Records

## START

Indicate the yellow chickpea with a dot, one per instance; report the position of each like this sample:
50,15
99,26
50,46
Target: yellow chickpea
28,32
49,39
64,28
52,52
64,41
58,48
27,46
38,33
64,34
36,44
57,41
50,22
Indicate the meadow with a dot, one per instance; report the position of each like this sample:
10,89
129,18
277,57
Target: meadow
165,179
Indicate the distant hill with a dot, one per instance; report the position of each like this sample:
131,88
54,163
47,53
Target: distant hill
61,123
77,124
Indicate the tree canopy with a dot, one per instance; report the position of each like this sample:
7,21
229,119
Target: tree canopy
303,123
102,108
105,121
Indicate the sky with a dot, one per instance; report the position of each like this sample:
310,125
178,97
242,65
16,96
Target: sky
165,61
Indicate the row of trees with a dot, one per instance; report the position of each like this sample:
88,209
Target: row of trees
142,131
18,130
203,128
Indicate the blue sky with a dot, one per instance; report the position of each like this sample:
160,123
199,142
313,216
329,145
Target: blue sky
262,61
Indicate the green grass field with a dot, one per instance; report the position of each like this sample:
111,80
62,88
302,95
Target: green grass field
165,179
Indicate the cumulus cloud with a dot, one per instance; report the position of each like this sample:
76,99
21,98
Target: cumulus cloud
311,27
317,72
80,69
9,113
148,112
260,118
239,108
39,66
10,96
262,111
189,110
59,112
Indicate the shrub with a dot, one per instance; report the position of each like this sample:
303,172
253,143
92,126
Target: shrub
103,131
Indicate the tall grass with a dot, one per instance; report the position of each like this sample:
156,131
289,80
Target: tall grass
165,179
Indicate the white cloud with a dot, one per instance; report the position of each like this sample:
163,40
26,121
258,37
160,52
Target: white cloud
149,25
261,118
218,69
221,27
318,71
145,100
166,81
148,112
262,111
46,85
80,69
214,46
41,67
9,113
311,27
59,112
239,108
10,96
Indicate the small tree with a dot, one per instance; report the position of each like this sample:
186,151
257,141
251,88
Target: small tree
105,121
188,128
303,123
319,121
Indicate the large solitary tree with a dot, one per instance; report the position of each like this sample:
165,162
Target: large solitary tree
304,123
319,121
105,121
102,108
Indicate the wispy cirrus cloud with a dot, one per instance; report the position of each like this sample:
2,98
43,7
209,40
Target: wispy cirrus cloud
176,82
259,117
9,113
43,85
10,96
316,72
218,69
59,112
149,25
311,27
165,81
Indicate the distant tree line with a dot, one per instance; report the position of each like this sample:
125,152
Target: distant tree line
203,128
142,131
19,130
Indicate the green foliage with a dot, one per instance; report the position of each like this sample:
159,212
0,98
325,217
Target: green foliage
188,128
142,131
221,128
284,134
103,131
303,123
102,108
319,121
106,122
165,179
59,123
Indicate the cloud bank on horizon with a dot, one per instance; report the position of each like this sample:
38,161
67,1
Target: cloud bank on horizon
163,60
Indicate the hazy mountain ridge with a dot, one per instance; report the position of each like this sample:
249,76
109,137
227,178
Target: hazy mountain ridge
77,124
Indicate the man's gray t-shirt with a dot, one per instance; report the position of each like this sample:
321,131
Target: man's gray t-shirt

## END

» **WHAT YOU NEED TO DO**:
Go through the records above and retype each one exactly.

» **SOLVED EXERCISE**:
Indicate the yellow chickpea with a dot, one per instance; report the position of each like this sample:
50,15
99,26
50,46
Target: yellow chickpea
28,32
49,39
64,28
52,52
64,41
58,48
27,46
38,33
64,34
36,44
57,41
50,22
Indicate the meadow with a dot, one per instance; report the position of each like this sample:
10,89
129,18
277,57
Target: meadow
165,179
Indicate the distant hill with a dot, one per instance; report the position of each like this sample:
131,88
54,163
47,53
Target: distant hill
61,123
77,124
Indicate the tree canopy with a dot, one per instance; report the position of each like this sample:
7,21
229,119
Target: tree canopy
303,123
102,108
105,121
Indicate the sky with a dot, one per instance; report the position of each like this sample:
310,125
178,97
242,65
16,96
Target: sky
165,61
Indicate the row of trees with a dot, one per instance; report the position of each like this sample:
88,209
Target: row of trees
142,131
18,130
203,128
Indicate the blue sky with a dot, one per instance; report the position of each like this sample:
160,123
199,142
313,216
329,145
Target: blue sky
262,61
Indicate the green grass field with a dot, one per instance; report the position of each like this sample:
111,80
62,88
302,95
Target: green grass field
165,179
Indicate the cumulus cloud with a dot, one per instance; report the position of each like this sample:
76,99
21,98
Target: cumulus cloud
311,27
317,72
80,69
9,113
148,112
260,118
239,108
39,66
10,96
262,111
189,110
59,112
Indicate the shrub with a dot, one per instance; report the position of each like this sample:
303,172
253,143
92,126
Target: shrub
103,131
Indicate the tall grass with a dot, one per instance; report the position of each like this sample:
156,131
289,80
Target: tall grass
165,179
Indicate the white cloud with a dot, one per instance; report the position of each like this sample:
163,40
26,121
258,37
160,52
Target: white cloud
149,25
261,118
218,69
221,27
318,71
145,100
166,81
148,112
262,111
46,85
80,69
214,46
41,67
9,113
311,27
59,112
239,108
10,96
Indicate the small tree with a dot, one per instance; report the position of each like this sample:
186,151
257,141
251,88
Target: small tree
105,121
188,128
303,123
319,121
Indicate the large solitary tree with a dot, one per instance; report the position of each like this sample:
165,162
Target: large solitary tree
304,123
319,121
105,121
102,108
Indicate the wispy cirrus cloud with a dot, one per instance; report the position of each like this sample:
2,98
43,7
209,40
Target: wispy cirrus cloud
176,82
259,117
9,113
43,85
10,96
316,72
218,69
59,112
149,25
311,27
165,81
Indicate the distant tree line with a dot, one per instance; report the position of each like this sample:
125,152
Target: distant tree line
203,128
142,131
19,130
Indicate the green foliage with a dot, one per instance; report the position of each like this sample:
159,212
0,98
325,217
Target: green foliage
188,128
142,131
221,128
284,134
103,131
303,123
102,108
319,121
106,122
165,179
59,123
Indicate the cloud bank on horizon with a dot, one per instance; report the position of each like this sample:
38,161
67,1
Target: cloud bank on horizon
163,60
Indicate the hazy mountain ridge with a dot, one per instance; report the position of each like this sample:
249,76
109,137
227,178
Target: hazy mountain ridge
77,124
Indicate the man's gray t-shirt with a dot, one per instance; report the position of each like this sample:
321,131
Target: man's gray t-shirt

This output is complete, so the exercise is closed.